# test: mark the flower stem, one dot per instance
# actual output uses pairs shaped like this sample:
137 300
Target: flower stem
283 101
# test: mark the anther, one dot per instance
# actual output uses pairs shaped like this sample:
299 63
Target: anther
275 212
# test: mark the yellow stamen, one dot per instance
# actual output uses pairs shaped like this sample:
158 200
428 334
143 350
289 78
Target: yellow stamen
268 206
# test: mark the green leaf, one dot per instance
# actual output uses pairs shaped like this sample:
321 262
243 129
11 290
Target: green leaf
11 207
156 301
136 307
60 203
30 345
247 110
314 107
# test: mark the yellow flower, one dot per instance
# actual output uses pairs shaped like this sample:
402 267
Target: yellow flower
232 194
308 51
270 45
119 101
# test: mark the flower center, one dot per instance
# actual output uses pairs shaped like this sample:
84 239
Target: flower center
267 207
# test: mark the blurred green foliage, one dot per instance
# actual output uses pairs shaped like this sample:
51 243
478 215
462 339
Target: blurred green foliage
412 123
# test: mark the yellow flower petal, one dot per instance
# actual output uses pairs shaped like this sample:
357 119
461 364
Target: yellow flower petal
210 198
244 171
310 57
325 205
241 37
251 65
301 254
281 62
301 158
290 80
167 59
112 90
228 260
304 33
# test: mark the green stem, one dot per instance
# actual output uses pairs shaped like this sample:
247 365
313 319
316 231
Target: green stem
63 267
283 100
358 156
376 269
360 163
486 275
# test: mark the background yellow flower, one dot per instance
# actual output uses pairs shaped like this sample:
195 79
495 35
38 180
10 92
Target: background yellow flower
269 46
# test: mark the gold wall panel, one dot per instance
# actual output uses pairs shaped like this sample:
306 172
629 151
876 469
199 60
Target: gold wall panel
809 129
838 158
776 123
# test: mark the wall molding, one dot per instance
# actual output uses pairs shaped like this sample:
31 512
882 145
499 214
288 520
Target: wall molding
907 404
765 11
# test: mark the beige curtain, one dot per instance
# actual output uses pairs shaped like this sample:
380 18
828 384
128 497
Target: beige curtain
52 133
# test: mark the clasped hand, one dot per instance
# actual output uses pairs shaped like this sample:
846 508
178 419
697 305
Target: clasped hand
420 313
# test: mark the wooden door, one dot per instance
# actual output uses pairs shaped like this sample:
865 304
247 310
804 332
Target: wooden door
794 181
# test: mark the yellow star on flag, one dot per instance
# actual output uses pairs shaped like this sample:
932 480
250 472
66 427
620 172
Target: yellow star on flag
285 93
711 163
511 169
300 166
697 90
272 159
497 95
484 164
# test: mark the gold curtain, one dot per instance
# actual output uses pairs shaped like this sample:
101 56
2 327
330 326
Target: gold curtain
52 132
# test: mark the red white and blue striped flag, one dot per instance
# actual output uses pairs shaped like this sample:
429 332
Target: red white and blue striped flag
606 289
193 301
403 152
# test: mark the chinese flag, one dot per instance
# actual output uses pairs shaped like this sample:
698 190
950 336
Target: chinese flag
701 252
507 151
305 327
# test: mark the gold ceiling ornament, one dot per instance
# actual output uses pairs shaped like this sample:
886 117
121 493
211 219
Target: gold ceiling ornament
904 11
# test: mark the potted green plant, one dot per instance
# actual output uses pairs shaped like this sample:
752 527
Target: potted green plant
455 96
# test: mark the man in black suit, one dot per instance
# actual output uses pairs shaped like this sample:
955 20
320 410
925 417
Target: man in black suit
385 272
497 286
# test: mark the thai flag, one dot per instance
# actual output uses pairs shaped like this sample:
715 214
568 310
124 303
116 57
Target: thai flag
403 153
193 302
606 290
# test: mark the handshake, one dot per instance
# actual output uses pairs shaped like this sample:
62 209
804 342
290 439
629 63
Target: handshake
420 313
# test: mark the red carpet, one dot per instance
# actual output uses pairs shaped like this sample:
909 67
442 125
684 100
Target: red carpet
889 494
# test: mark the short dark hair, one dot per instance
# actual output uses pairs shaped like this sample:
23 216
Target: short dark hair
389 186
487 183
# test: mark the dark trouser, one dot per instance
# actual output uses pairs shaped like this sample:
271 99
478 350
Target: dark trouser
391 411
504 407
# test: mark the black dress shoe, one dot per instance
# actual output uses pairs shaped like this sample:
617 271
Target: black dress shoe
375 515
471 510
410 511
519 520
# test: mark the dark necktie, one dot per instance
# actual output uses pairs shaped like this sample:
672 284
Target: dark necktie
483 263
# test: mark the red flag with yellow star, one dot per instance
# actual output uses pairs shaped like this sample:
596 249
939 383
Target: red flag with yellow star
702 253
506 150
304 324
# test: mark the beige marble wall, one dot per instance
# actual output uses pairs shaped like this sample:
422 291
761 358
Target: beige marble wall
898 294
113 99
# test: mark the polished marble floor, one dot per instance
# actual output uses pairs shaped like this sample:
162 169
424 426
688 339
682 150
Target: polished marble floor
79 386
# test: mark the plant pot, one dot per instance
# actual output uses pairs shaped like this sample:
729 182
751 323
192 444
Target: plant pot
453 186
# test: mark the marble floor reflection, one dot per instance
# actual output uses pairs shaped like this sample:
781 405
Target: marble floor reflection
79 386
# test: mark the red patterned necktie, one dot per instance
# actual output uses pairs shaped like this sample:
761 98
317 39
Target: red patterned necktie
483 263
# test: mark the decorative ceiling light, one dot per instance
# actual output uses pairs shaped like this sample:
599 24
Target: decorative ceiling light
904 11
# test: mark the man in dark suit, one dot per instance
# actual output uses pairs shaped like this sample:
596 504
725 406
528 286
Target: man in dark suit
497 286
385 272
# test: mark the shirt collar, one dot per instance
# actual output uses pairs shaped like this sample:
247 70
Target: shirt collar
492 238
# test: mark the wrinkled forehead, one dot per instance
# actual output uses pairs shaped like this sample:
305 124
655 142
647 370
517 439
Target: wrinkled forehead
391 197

▸ **Directions**
Please set down each of the entries above exactly as given.

▸ **Answer space**
# test: mark the flower stem, one dot per instance
# actual output uses pairs shaped like this sample:
137 300
Target: flower stem
283 101
# test: mark the anther, one dot per instance
# actual output uses pairs shaped like this sample:
299 63
Target: anther
275 212
# test: mark the yellow stamen, one dot per instance
# actual output uses pairs shaped like this sample:
158 200
428 334
143 350
289 78
Target: yellow stamen
268 206
# test: mark the green leaf, one dot per instance
# actual output uses pairs shaped like this sample:
321 262
243 129
11 290
Target: green leaf
11 207
156 301
136 307
60 203
30 345
247 110
314 107
# test: mark the yellow flower, one dot per instance
# actual output uses pairs shaped like this sample:
402 267
Target: yellow flower
232 194
308 51
270 45
119 101
# test: mark the flower center, one dot per instance
# actual output uses pairs shaped like this sample:
84 239
Target: flower center
267 207
# test: mark the blurred green foliage, one dot per instance
# actual output uses pairs shaped like this sample:
51 243
478 215
462 339
Target: blurred green foliage
412 123
# test: mark the yellow flower petal, one dot per instance
# actual output uses pairs shaped like this sample:
357 119
461 364
Target: yellow flower petal
210 198
244 171
310 57
325 205
241 37
251 65
301 254
281 62
301 158
290 80
167 59
112 90
228 260
304 33
# test: mark the green stem, one dot per instance
# actual output uses pairs shaped like this sample:
247 365
313 319
316 231
Target: green stem
63 267
283 100
358 156
376 269
360 163
486 275
# test: mark the background yellow flower, one dot per instance
# actual output uses pairs shaped like this sample:
195 79
495 35
38 180
10 92
Target: background yellow flower
269 46
# test: mark the gold wall panel, one dot per instance
# actual output uses pairs shaped like this sample:
306 172
629 151
876 469
199 60
Target: gold wall panel
809 129
838 158
776 123
# test: mark the wall molding, one dot per instance
# actual output uses pairs shaped like this sample:
31 512
882 145
499 214
288 520
Target: wall molding
907 404
765 11
# test: mark the beige curtain, one dot per instance
# actual output uses pairs shaped like this sample:
380 18
828 384
128 497
Target: beige curtain
52 133
# test: mark the clasped hand, one dot per instance
# actual output uses pairs shaped like this sample:
846 508
178 419
697 305
Target: clasped hand
420 313
# test: mark the wooden door, one dot per instance
# actual output uses pairs shaped like this sample:
865 304
247 310
804 332
Target: wooden door
794 181
# test: mark the yellow star on flag, one dot per instance
# actual output uses pairs shaped like this sample:
932 480
250 472
66 427
620 172
Target: yellow star on flag
285 93
711 163
511 169
300 166
697 90
272 159
497 95
484 164
# test: mark the gold curtain, one dot per instance
# actual output uses pairs shaped like this sample:
101 56
2 327
330 326
Target: gold curtain
52 132
# test: mark the red white and blue striped flag, one dot per instance
# actual output uses pairs shaped like this sample:
429 332
Target: red white and blue striped flag
606 289
193 301
403 152
# test: mark the chinese flag, one dot per instance
# actual output uses pairs shaped like this sample:
698 190
950 336
Target: chinese flag
701 252
507 151
305 327
# test: mark the gold ceiling ornament, one dot per instance
# actual output uses pairs shaped like this sample:
886 117
121 493
211 219
Target: gold ceiling ornament
904 11
# test: mark the potted green plant, one dot per instance
# actual output uses pairs shaped like this sample:
752 527
Target: potted green plant
455 96
# test: mark the man in black suit, one dot per instance
# actual output uses pairs shaped like this sample:
955 20
320 410
925 417
Target: man in black suit
385 272
497 286
# test: mark the thai flag, one dot per instance
# actual output uses pairs shaped like this sample:
715 214
568 310
124 303
116 57
Target: thai flag
403 153
193 302
606 290
# test: mark the handshake, one dot per instance
# actual output uses pairs shaped like this sample:
62 209
804 342
290 439
629 63
Target: handshake
420 313
# test: mark the red carpet, one dot per instance
# actual output uses pairs shaped like this sample:
909 67
442 125
684 100
Target: red carpet
889 494
# test: mark the short dark hair, one dot per instance
# actual output uses pairs shaped like this sample:
23 216
Target: short dark hair
389 186
487 183
# test: mark the dark trouser, one dot per instance
# actual output uses pairs shaped like this sample:
271 99
478 350
Target: dark trouser
391 411
504 407
# test: mark the black dress shoe, one dot per instance
# actual output uses pairs shaped like this sample:
617 271
Target: black dress shoe
375 515
471 510
410 511
519 520
# test: mark the dark necktie, one dot per instance
# actual output uses pairs shaped like this sample:
672 284
Target: dark necktie
483 263
# test: mark the red flag with yellow star, one dot per instance
# actual output uses pairs shaped like this sample:
596 249
939 383
Target: red flag with yellow star
702 253
506 150
304 324
# test: mark the beige marble wall, one dot per instance
# actual output uses pairs shaped like this sample:
422 291
761 358
Target: beige marble wall
898 294
113 99
# test: mark the polished marble floor, one dot per instance
# actual output uses pairs shaped like this sample:
162 169
424 426
688 339
682 150
Target: polished marble floor
79 386
# test: mark the plant pot, one dot per instance
# actual output uses pairs shaped like this sample:
729 182
751 323
192 444
Target: plant pot
453 186
# test: mark the marble floor reflection, one dot per instance
# actual output uses pairs shaped like this sample:
781 405
Target: marble floor reflection
79 386
# test: mark the red patterned necktie, one dot per instance
# actual output uses pairs shaped like this sample:
761 98
317 39
Target: red patterned necktie
483 263
# test: mark the decorative ceiling light, one dot per instance
# actual output uses pairs shaped like this sample:
599 24
Target: decorative ceiling light
904 11
# test: mark the man in dark suit, one dot per instance
# actual output uses pairs shaped like this sample:
596 504
725 406
528 286
Target: man in dark suit
497 286
385 272
# test: mark the shirt collar, one dot per instance
# actual output uses pairs shaped like this sample:
247 70
Target: shirt collar
492 238
# test: mark the wrinkled forehead, one dot per instance
# actual output uses pairs shaped like this sample:
305 124
655 142
647 370
517 439
Target: wrinkled forehead
391 197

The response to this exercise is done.